Data entries:
+--

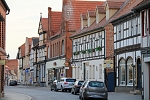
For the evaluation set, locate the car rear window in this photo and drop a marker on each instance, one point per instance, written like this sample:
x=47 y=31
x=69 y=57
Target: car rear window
x=80 y=82
x=96 y=84
x=70 y=80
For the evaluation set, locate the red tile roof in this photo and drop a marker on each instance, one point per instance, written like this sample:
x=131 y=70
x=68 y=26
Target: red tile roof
x=91 y=13
x=92 y=27
x=126 y=8
x=73 y=10
x=102 y=23
x=44 y=22
x=101 y=9
x=114 y=4
x=56 y=21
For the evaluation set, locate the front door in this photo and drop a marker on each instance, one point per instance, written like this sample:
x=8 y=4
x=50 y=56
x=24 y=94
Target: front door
x=139 y=78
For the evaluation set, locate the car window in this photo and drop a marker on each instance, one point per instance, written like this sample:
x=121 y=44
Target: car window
x=70 y=80
x=96 y=84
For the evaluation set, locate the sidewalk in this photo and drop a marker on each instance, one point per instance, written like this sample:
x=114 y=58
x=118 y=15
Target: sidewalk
x=15 y=96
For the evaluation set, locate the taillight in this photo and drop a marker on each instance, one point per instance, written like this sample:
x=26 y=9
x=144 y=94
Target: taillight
x=65 y=82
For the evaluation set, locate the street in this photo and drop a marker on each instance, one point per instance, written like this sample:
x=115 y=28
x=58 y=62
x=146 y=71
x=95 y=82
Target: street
x=44 y=93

+--

**Instruction**
Rewrite the part of the data that opens with the line containing "For the evaluation set, locate the red" and runs to the end of the data as a numbered list, leaving out any blank lines.

**Correct output**
1. For the evaluation set, locate the red tile roof in this photo and drop a marker on each instance, one point per instance, written like this sample:
2. x=131 y=70
3. x=68 y=26
4. Target: red tile roof
5. x=91 y=13
6. x=92 y=27
7. x=126 y=8
8. x=73 y=10
9. x=102 y=23
10. x=44 y=22
11. x=101 y=9
12. x=114 y=4
13. x=56 y=21
14. For the evaluation set, locate the front door in this photo and drop a marker on each instance, one point per instance, written like this sample:
15. x=8 y=4
16. x=50 y=56
17. x=24 y=94
18. Target: front door
19. x=139 y=78
20. For the evaluation set, locate the car window in this photo and drop a marker on each instance, one point per instance, written like this sample:
21. x=121 y=44
22. Target: car window
23. x=70 y=80
24. x=96 y=84
25. For the evaluation set, locate the sidewalk in this photo and drop a marker on each instance, one point per instance, written like this sample:
26. x=114 y=58
27. x=118 y=15
28. Target: sidewalk
29. x=15 y=96
30. For the evaluation set, locate the taillight in this photo and drop a marker on each instance, one point per instance, written like this sample:
31. x=26 y=9
32. x=144 y=94
33. Target: taillight
34. x=65 y=82
35. For the evaluation set, locate the street in this photo and drop a marker on each instance, one point per instance, written like this sample:
36. x=115 y=28
37. x=58 y=62
38. x=146 y=71
39. x=95 y=82
40. Target: street
41. x=44 y=93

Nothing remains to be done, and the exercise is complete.